▶ Textauszug
----------------------------------------

Gemäß § 14 Abs.5 FSG-GV ist ua Personen, die alkoholabhängig waren oder damit gehäuften Missbrauch begangen haben, nach einer befürwortenden fachärztlichen Stellungnahme und unter der Auflage ärztlicher Kontrolluntersuchungen eine Lenkberechtigung der Gruppe 1 zu erteilen oder wiederzuerteilen.
Seitens des Unabhängigen Verwaltungssenates besteht kein Zweifel an der bedingten gesundheitlichen Eignung der Bw zum Lenken von Kraftfahrzeugen der Klasse B auf der Grundlage des amtsärztlichen Gutachtens. Laut Facharzt-Schlussbericht besteht bei der Bw Alkoholabhängigkeit, wobei an der Abstinenz der Bw seit ihrer Erkrankung im Oktober 2008 nicht gezweifelt wird.

----------------------------------------

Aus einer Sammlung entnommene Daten
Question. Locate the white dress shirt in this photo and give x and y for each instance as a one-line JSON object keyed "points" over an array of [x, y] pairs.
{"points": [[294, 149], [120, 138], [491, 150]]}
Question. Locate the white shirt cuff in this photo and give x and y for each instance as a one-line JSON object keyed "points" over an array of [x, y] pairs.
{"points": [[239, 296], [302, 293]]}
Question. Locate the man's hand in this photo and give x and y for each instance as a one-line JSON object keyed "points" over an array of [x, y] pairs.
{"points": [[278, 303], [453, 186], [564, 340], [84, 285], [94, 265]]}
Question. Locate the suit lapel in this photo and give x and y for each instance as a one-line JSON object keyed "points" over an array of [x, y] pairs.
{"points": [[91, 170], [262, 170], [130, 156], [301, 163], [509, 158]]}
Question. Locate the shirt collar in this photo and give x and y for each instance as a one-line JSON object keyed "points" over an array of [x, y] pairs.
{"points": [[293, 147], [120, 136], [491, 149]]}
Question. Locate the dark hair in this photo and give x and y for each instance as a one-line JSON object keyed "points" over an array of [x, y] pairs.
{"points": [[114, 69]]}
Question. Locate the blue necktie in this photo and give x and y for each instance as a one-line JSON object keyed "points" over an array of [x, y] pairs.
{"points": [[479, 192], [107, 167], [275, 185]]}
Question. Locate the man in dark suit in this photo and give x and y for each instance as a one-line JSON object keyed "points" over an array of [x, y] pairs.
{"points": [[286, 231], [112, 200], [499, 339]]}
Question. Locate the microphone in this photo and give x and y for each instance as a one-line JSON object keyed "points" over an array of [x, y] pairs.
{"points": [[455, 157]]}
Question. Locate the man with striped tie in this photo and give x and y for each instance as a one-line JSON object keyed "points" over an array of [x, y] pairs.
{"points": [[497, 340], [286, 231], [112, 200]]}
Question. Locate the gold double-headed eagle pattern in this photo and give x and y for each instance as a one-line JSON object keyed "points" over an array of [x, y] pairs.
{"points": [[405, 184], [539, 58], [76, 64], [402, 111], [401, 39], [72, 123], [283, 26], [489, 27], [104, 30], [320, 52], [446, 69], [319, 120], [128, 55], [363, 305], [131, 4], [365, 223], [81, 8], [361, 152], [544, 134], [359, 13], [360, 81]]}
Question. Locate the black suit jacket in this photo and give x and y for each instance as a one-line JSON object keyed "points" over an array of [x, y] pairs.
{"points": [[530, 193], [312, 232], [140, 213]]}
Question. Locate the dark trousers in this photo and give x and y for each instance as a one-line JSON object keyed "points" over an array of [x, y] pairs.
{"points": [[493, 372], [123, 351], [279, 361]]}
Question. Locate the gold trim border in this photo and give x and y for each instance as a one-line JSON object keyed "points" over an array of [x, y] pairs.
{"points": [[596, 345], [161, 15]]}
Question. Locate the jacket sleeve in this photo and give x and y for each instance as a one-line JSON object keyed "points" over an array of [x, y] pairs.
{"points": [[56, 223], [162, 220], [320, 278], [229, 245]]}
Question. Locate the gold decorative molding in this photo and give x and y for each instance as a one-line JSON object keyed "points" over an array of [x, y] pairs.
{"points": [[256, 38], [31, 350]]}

----------------------------------------

▶ Arbeitsaufträge
1. Entscheiden Sie für jede Aussage, ob sie mit dem Textauszug übereinstimmt, und belegen Sie Ihre Antwort (ja oder nein) mit dem wörtlichen Zitat der entscheidenden Stelle.
(a) Nach § 14 Abs. 5 FSG-GV ist die Lenkberechtigung der Gruppe 1 unter der Auflage ärztlicher Kontrolluntersuchungen zu erteilen.
(b) Der Unabhängige Verwaltungssenat zweifelt an der bedingten gesundheitlichen Eignung der Bw.
(c) Laut Facharzt-Schlussbericht wird an der Abstinenz der Bw seit Oktober 2008 gezweifelt.
2. Nennen Sie alle ärztlichen Stellungnahmen, Gutachten, Berichte und Untersuchungen, die im Textauszug vorkommen.

▶ Lösungen
1.
(a) Ja: „unter der Auflage ärztlicher Kontrolluntersuchungen eine Lenkberechtigung der Gruppe 1 zu erteilen oder wiederzuerteilen“
(b) Nein: „besteht kein Zweifel an der bedingten gesundheitlichen Eignung der Bw“
(c) Nein: „an der Abstinenz der Bw seit ihrer Erkrankung im Oktober 2008 nicht gezweifelt wird“

2.
- befürwortende fachärztliche Stellungnahme
- ärztliche Kontrolluntersuchungen
- amtsärztliches Gutachten
- Facharzt-Schlussbericht